=== Problem details ===
Restate the records below word for word, and omit the images they hold.

#### Material provided

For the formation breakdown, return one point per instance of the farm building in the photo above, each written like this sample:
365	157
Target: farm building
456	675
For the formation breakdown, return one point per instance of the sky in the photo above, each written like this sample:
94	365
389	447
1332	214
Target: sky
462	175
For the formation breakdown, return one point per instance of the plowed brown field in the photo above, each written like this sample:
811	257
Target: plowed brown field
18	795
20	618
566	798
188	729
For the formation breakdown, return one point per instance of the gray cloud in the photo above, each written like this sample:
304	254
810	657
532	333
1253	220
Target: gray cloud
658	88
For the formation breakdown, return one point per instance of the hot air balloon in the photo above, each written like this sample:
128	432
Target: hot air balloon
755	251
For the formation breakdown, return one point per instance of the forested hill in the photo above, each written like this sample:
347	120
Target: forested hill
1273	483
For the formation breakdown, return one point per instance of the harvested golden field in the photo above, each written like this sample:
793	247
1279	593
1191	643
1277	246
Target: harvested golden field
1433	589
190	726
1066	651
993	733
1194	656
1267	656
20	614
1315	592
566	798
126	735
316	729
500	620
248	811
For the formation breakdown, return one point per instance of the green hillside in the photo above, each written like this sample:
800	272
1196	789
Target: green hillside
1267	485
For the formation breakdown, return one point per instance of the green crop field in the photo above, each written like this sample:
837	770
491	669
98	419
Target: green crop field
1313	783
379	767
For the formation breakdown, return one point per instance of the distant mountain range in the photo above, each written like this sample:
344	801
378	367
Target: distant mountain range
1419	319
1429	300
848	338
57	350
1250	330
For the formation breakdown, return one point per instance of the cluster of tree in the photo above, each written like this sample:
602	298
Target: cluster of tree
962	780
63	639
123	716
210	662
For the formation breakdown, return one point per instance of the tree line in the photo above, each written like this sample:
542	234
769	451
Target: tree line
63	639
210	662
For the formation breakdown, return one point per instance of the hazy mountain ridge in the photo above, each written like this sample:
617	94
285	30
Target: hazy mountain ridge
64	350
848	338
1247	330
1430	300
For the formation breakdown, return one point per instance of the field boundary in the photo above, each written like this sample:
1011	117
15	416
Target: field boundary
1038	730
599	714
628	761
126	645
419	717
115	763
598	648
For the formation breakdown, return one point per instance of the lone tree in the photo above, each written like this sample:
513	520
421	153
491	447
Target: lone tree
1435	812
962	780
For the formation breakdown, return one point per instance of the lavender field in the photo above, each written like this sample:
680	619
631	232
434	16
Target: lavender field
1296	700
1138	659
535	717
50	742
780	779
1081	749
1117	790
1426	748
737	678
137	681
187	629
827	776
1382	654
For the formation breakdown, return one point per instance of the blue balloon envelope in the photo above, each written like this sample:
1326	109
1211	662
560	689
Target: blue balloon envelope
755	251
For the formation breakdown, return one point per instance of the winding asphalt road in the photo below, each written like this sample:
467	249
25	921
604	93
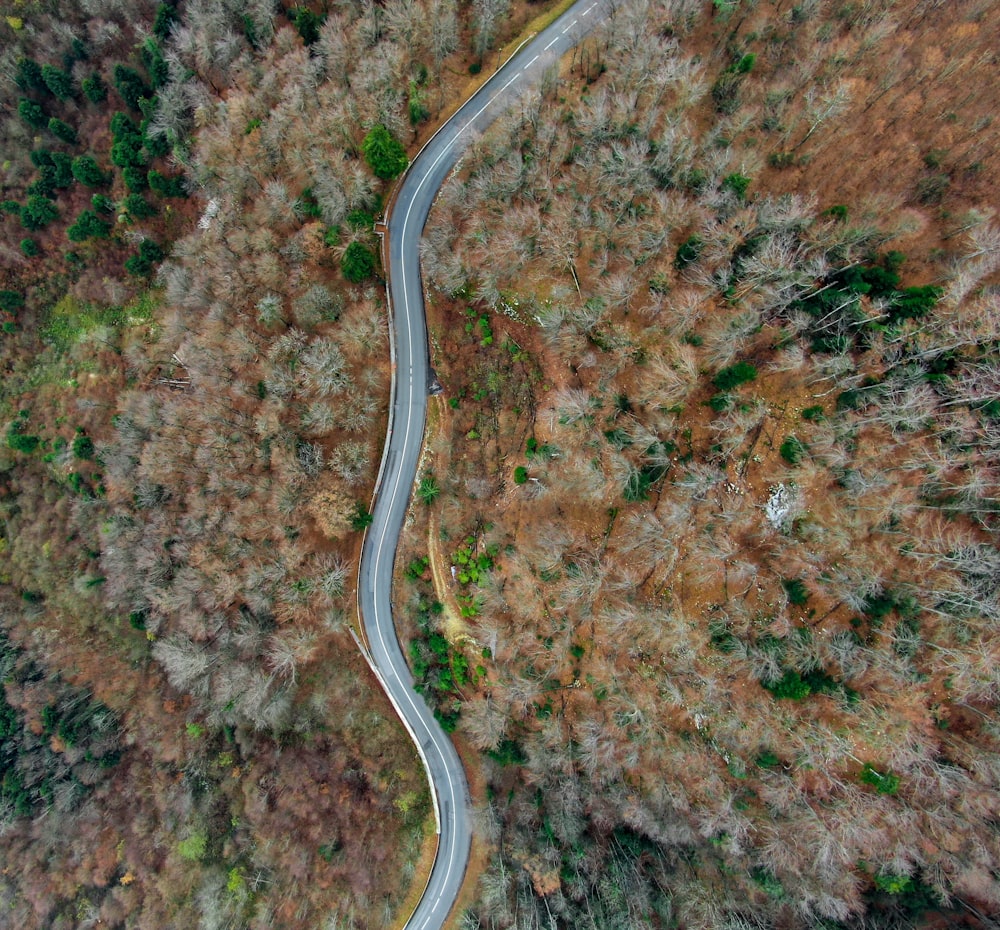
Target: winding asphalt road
411	383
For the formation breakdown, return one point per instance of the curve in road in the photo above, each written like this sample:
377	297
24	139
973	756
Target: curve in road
411	380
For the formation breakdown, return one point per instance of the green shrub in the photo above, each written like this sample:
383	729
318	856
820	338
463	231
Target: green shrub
307	23
194	847
883	784
38	212
88	172
20	441
361	519
94	88
32	113
792	450
796	590
737	184
358	263
154	62
385	155
137	206
11	301
130	85
63	131
59	83
166	17
28	75
428	489
135	178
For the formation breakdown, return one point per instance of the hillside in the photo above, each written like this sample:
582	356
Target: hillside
715	473
193	405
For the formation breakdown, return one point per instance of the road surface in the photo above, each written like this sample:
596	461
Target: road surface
411	381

########

=== Solution to the problem ===
For the formation breakdown, return one point per instance of the farm building in the photo above, each written like this sample:
365	157
Target: farm building
456	675
For the formation breakdown, return one point per instance of the sky in the photo above, each written like this sample:
94	365
389	447
1332	214
Target: sky
462	175
For the formation breakdown, return one point per instance of the plowed brown field in the photo above, each written like this sample:
811	257
Target: plowed brown field
18	795
20	618
566	798
188	729
For the formation breakdown, return one point per instance of the gray cloud in the photo above, each written like this sample:
304	254
810	657
532	333
1253	220
Target: gray cloud
658	88
For the formation breakdown, return one point per instance of the hot air balloon in the photo above, each written like this sample:
128	432
Target: hot air balloon
755	251
For the formation breakdown, return one point per instance of the forested hill in the photo above, each written like this sample:
347	120
Target: forested hill
1273	483
For the formation breakdown, return one point per instance of the harvested golden field in the photo above, each written like this sample:
793	247
1279	593
1191	643
1277	246
Target: harvested golden field
1433	589
190	726
1066	651
993	733
1194	656
1267	656
20	614
1315	592
566	798
126	735
316	729
500	620
248	811
For the formation breakdown, return one point per instance of the green hillside in the photo above, each written like this sample:
800	272
1196	789
Target: green hillside
1267	485
For the formation breakdown, return one point per instance of the green crop field in the photo above, each written like this sample:
837	770
491	669
98	419
Target: green crop field
1313	783
379	767
For the formation breakdown, return one point per instance of the distant mountain range in the photo above, each written like this sample:
344	801
378	367
Target: distant mountain range
1419	319
1429	300
848	338
57	350
1250	330
For the formation breakdown, return one point per instance of the cluster of tree in the photo above, each written like this sample:
602	298
Target: cluster of tree
962	780
63	639
123	716
210	662
For the formation breakdown, return one point per instance of the tree line in the photo above, each written like this sample:
542	234
769	451
Target: tree line
63	639
210	662
For the formation breakdown, return one point per instance of the hazy mountain ridge in the photo above, each written like this sample:
617	94
285	30
Target: hazy mountain ridge
64	350
848	338
1247	330
1430	300
For the formation breakdown, return one point per instance of the field boundary in the photo above, each written like this sample:
1011	117
15	416
Target: field boundary
1038	730
599	714
628	761
126	645
419	717
115	763
598	648
For the formation breakdown, return one point per instance of the lone tree in the photo above, each written like this sample:
513	520
421	153
491	447
Target: lone tree
1435	812
962	780
For the formation breakdown, return one point per instance of the lavender field in the photo above, each written like this sample:
680	619
631	232
434	16
Target: lavender field
1296	700
1138	659
535	717
50	742
780	779
1081	749
1117	790
1426	748
737	678
137	681
187	629
827	776
1382	654
For the formation breakdown, return one point per instance of the blue balloon envelope in the photo above, each written like this sample:
1326	109
1211	662
560	689
Target: blue balloon envelope
755	251
For the formation breakdown, return one point per instance of the winding asphalt road in the photo below, each written like this sample:
467	249
25	921
604	93
Target: winding asphalt road
411	383
For the formation breakdown, return one point per instance of the curve in road in the photo above, each written like this sample:
377	297
24	139
973	756
Target: curve in road
411	380
For the formation breakdown, return one point per instance of the green shrub in the photo above, each written like this sample:
383	729
318	856
820	338
463	231
Target: green shrub
307	23
194	847
883	784
38	212
88	172
20	441
361	519
94	88
32	113
792	450
796	590
737	184
358	263
154	62
385	155
137	206
11	301
130	85
63	131
59	83
166	17
28	75
428	489
135	178
For the formation breakdown, return one point per instance of the hillside in the photo above, each written like this sample:
582	356
Target: hillside
715	473
193	405
For the formation breakdown, return one point per instance of the road surface in the photo above, each written like this sample:
596	461
Target: road surface
411	381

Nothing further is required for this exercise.